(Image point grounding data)
= = =

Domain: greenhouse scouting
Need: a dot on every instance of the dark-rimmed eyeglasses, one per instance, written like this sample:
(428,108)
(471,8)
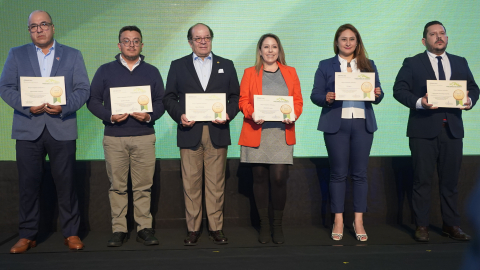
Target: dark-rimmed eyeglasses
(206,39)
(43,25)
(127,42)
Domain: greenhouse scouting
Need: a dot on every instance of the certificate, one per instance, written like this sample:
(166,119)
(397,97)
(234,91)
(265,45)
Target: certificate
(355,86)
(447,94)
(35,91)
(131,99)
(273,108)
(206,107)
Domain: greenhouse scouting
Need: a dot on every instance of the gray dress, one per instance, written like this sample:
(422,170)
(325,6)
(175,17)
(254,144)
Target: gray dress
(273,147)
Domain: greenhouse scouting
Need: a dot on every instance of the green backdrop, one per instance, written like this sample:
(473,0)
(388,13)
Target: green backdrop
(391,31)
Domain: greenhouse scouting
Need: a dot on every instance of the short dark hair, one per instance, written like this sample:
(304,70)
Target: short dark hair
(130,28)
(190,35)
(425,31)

= = =

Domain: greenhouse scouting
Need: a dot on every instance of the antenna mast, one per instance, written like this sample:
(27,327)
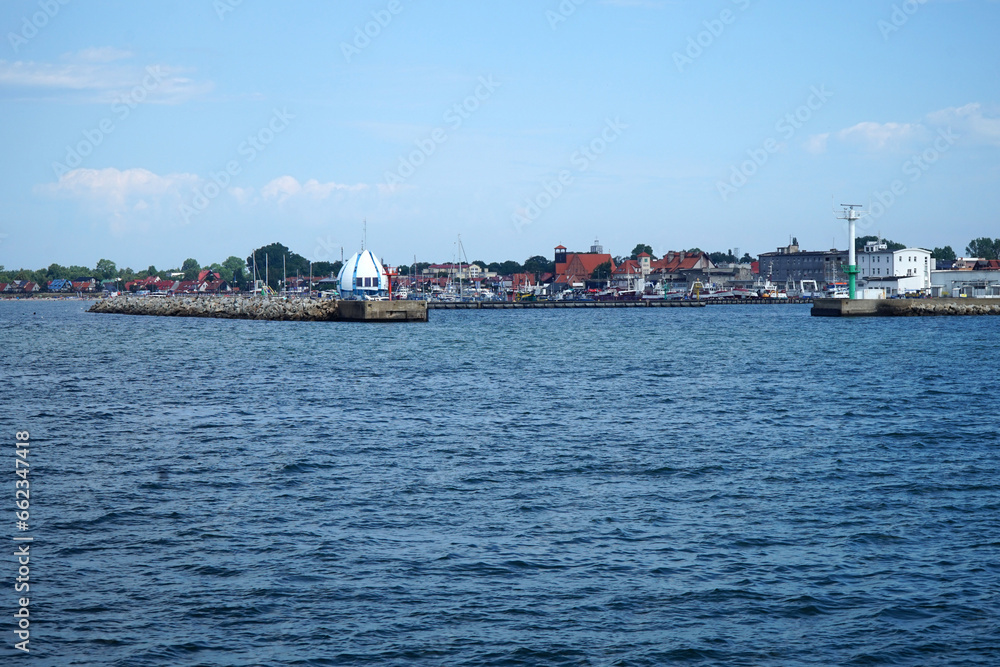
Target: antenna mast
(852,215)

= = =

WHAT TO DO –
Your answer must be a copy of every line in the data above that holds the string "like".

ANSWER TO THE PROBLEM –
Need: a dot on every instance of the dark-rimmed eyeglasses, one per instance, written like this sample:
Need: a dot on every instance of the certificate, one per instance, written like this sample:
Need: a dot on every instance of the gray dress, one per instance, written like this sample:
Need: a dot on every instance of the green backdrop, one per instance, written like this sample:
Need: a dot on every instance of the short dark hair, one per instance, written like this sample:
Need: a dot on every instance of the antenna mast, one per instance, written like this sample:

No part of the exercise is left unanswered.